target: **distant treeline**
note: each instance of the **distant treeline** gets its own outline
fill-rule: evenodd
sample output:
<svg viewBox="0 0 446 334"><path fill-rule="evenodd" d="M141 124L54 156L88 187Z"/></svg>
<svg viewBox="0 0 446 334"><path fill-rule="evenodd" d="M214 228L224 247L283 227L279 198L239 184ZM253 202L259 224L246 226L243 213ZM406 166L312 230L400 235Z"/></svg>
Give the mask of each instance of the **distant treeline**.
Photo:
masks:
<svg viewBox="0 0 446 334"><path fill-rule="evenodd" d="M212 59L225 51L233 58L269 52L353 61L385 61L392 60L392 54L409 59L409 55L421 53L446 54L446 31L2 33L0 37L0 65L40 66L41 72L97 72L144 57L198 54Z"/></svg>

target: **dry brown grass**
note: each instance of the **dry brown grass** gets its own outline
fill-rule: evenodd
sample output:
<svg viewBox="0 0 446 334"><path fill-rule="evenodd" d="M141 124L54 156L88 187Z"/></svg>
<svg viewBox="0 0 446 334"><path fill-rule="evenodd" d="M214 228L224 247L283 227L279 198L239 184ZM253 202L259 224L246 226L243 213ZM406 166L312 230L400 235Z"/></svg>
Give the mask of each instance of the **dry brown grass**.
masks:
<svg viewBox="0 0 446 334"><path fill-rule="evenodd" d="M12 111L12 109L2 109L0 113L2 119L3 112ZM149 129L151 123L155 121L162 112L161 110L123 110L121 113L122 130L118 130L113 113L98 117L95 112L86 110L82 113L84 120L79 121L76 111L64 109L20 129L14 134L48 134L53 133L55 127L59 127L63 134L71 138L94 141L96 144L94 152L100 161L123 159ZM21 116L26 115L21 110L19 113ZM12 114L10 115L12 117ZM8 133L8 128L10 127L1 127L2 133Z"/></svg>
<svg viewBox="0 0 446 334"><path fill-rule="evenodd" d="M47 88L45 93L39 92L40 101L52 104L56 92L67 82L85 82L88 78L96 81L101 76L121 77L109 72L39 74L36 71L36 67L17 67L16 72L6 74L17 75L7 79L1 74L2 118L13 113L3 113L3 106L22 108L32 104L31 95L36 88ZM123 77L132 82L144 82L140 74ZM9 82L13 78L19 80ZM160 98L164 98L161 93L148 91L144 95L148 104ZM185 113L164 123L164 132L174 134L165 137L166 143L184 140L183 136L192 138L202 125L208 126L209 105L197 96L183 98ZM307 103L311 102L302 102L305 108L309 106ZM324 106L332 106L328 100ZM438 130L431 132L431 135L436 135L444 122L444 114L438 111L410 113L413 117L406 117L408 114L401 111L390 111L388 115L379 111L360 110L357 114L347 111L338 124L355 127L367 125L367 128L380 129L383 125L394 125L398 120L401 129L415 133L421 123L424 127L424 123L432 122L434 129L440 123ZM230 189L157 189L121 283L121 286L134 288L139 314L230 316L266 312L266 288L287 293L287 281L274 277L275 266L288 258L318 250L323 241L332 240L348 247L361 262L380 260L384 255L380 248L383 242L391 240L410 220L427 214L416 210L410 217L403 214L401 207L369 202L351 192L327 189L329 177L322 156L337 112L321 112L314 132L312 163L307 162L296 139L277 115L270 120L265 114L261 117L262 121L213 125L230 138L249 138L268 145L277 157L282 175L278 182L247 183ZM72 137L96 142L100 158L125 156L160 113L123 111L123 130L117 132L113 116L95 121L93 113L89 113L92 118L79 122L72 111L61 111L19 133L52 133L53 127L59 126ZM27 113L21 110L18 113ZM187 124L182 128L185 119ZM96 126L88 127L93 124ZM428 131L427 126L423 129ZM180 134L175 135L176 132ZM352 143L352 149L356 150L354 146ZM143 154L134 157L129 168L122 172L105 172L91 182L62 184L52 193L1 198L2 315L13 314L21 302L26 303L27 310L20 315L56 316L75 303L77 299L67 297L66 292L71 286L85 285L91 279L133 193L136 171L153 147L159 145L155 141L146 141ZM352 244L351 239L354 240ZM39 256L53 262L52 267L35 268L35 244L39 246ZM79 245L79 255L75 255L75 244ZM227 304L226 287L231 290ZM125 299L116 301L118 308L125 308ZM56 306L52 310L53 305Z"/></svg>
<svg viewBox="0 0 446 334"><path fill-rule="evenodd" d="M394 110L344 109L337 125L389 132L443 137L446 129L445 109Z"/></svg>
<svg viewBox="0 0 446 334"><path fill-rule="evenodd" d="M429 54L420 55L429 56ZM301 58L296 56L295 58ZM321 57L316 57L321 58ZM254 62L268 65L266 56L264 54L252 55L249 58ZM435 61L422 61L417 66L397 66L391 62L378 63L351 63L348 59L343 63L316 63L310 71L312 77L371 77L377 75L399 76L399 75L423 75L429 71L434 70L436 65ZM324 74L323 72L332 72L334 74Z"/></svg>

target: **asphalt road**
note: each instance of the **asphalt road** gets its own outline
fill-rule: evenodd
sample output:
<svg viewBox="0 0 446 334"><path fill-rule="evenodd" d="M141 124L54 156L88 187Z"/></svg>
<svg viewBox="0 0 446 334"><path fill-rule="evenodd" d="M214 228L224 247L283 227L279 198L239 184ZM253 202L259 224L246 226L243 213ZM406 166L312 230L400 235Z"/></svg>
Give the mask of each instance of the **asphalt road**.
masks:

·····

[Exercise task]:
Retype every one of the entries above verbatim, line for line.

[Exercise response]:
target: **distant treeline**
note: each instance of the **distant treeline** gets its own outline
fill-rule: evenodd
sample output:
<svg viewBox="0 0 446 334"><path fill-rule="evenodd" d="M141 124L54 156L88 187Z"/></svg>
<svg viewBox="0 0 446 334"><path fill-rule="evenodd" d="M214 228L224 247L283 227L279 198L239 184ZM253 202L259 224L246 226L243 213ZM406 166L312 230L400 235Z"/></svg>
Give the mask of each instance of the **distant treeline**.
Photo:
masks:
<svg viewBox="0 0 446 334"><path fill-rule="evenodd" d="M212 59L225 51L233 58L269 52L353 61L385 61L392 60L392 54L409 59L409 55L421 53L446 54L446 31L2 33L0 37L0 65L40 66L41 72L97 72L144 57L198 54Z"/></svg>

target: **dry brown grass**
note: each instance of the **dry brown grass** gets its own outline
fill-rule: evenodd
sample output:
<svg viewBox="0 0 446 334"><path fill-rule="evenodd" d="M141 124L54 156L88 187Z"/></svg>
<svg viewBox="0 0 446 334"><path fill-rule="evenodd" d="M214 228L224 247L283 227L279 198L239 184ZM253 202L259 224L246 226L243 213ZM406 166L312 230L400 235Z"/></svg>
Give the mask of each instance of the **dry brown grass**.
masks:
<svg viewBox="0 0 446 334"><path fill-rule="evenodd" d="M12 111L12 109L2 109L0 113L2 119L3 112ZM149 129L151 123L155 121L162 112L161 110L123 110L121 113L122 130L118 130L113 113L98 117L95 112L86 110L82 113L84 120L79 121L76 111L64 109L20 129L14 134L48 134L53 133L55 127L59 127L63 134L71 138L94 141L96 144L94 152L100 161L123 159ZM21 116L26 115L21 110L19 113ZM12 114L10 115L12 117ZM8 133L8 128L10 127L1 127L2 133Z"/></svg>
<svg viewBox="0 0 446 334"><path fill-rule="evenodd" d="M47 88L45 93L39 92L40 101L52 104L56 92L67 82L85 82L88 78L96 81L101 76L121 77L109 72L39 74L36 71L36 67L17 67L16 72L6 74L17 75L7 79L1 74L2 118L13 113L3 113L3 106L22 108L32 104L31 95L36 88ZM123 77L132 82L144 82L140 74ZM9 82L13 78L19 80ZM160 98L164 98L161 93L148 91L144 95L148 104ZM185 113L164 123L164 132L174 134L165 137L166 143L184 140L183 136L192 138L202 125L208 126L209 105L197 96L183 98ZM307 103L311 102L302 102L305 108L309 106ZM324 106L332 106L328 100ZM438 130L431 132L431 135L436 135L444 122L444 114L438 111L410 113L413 117L406 117L408 114L401 111L390 111L388 115L379 111L360 110L357 114L347 111L338 124L355 127L367 125L367 128L380 129L383 125L394 125L398 120L401 129L415 133L421 123L424 127L424 123L432 122L434 129L440 123ZM230 189L157 189L121 283L121 286L134 288L139 314L230 316L266 312L266 288L287 293L287 281L274 277L275 266L288 258L318 250L323 241L332 240L348 247L361 262L380 260L384 255L380 248L383 242L391 240L410 220L427 214L416 210L410 217L403 214L401 207L369 202L351 192L327 189L329 177L322 156L337 112L321 112L314 132L312 163L307 162L296 139L277 115L270 120L265 114L261 117L262 121L213 125L230 138L249 138L268 145L277 157L282 175L278 182L247 183ZM72 137L96 142L100 158L125 156L160 113L123 111L123 130L117 132L113 116L95 121L93 113L89 113L92 118L79 122L72 111L61 111L19 133L52 133L53 127L59 126ZM27 113L21 110L18 113ZM187 124L182 128L185 119ZM96 126L88 127L93 124ZM428 131L427 126L423 129ZM180 134L175 135L176 132ZM352 143L352 149L356 150L354 146ZM143 154L134 157L129 168L122 172L105 172L91 182L62 184L52 193L1 198L2 315L13 314L21 302L26 303L27 310L20 315L56 316L75 303L77 299L67 297L66 292L71 286L85 285L91 279L133 193L136 171L153 147L159 145L155 141L146 141ZM352 244L351 239L354 240ZM39 256L53 262L52 267L35 268L35 244L39 246ZM79 245L79 255L75 255L75 244ZM227 304L226 287L231 290ZM125 299L116 301L118 308L125 308ZM56 306L52 310L53 305Z"/></svg>
<svg viewBox="0 0 446 334"><path fill-rule="evenodd" d="M394 110L344 109L337 125L389 132L443 137L446 129L445 109Z"/></svg>
<svg viewBox="0 0 446 334"><path fill-rule="evenodd" d="M429 54L420 55L429 56ZM301 58L296 56L295 58ZM321 57L316 57L321 58ZM254 62L268 65L266 56L264 54L252 55L249 58ZM435 61L422 61L417 66L397 66L391 62L378 63L351 63L348 59L343 63L316 63L310 71L312 77L371 77L377 75L399 76L399 75L423 75L429 71L434 70L436 65ZM324 74L323 72L332 72L334 74Z"/></svg>

target: **asphalt road**
note: each instance of the **asphalt road** gets its own outline
fill-rule: evenodd
sample output:
<svg viewBox="0 0 446 334"><path fill-rule="evenodd" d="M141 124L54 156L88 187Z"/></svg>
<svg viewBox="0 0 446 334"><path fill-rule="evenodd" d="M214 228L224 247L283 227L279 198L239 184ZM253 202L259 224L246 226L243 213ZM406 166L312 230L400 235Z"/></svg>
Give the mask of each instance of the **asphalt road**.
masks:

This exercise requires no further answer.